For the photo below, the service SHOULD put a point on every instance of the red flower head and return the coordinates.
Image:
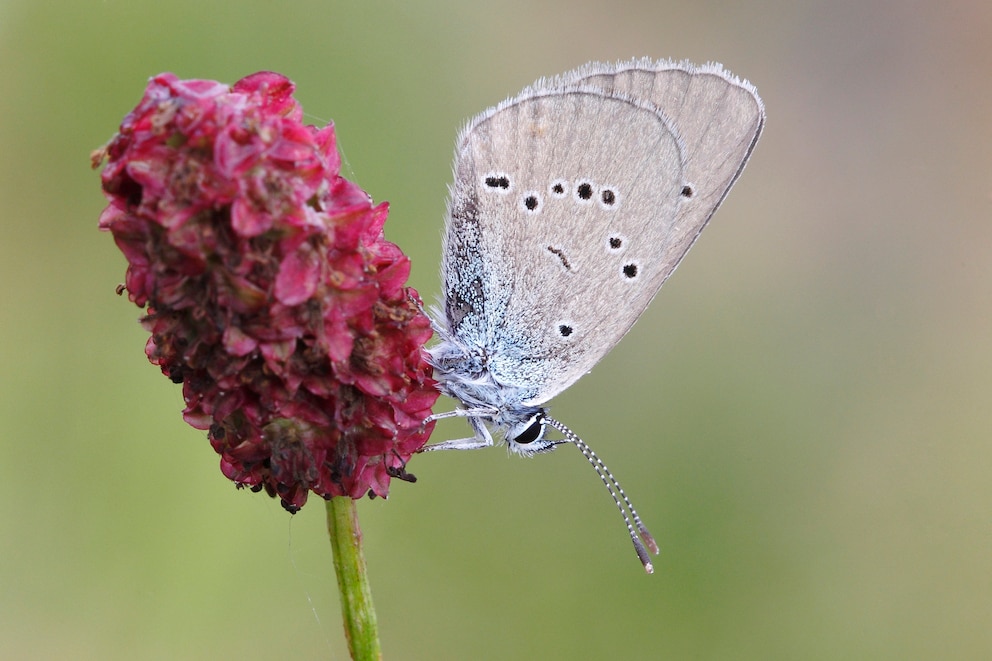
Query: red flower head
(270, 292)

---

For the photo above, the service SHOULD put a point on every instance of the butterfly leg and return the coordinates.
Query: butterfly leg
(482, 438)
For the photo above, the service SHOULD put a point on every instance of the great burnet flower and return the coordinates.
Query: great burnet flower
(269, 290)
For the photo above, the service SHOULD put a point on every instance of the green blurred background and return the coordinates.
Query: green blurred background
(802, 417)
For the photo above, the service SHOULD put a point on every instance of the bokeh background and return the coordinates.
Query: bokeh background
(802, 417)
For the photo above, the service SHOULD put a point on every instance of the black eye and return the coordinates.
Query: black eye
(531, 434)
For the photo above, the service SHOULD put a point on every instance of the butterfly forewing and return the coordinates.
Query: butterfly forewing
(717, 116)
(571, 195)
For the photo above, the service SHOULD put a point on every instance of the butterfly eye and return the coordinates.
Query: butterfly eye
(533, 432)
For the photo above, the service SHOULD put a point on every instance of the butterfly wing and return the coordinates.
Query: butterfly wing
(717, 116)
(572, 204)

...

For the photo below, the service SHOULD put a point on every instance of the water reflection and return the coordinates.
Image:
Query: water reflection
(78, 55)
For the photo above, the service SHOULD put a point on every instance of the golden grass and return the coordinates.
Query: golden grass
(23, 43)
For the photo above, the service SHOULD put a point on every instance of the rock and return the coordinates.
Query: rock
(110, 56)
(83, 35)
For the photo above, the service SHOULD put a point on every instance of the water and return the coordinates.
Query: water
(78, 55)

**The request**
Pull out each line of the data above that contains the string "water", matching case exactly.

**Response for this exercise**
For the photo below, the service SHOULD put a point on every instance of the water reflection and return the coordinates.
Query: water reflection
For the photo above, the service SHOULD put a point on every instance of the water and return the coordinates.
Query: water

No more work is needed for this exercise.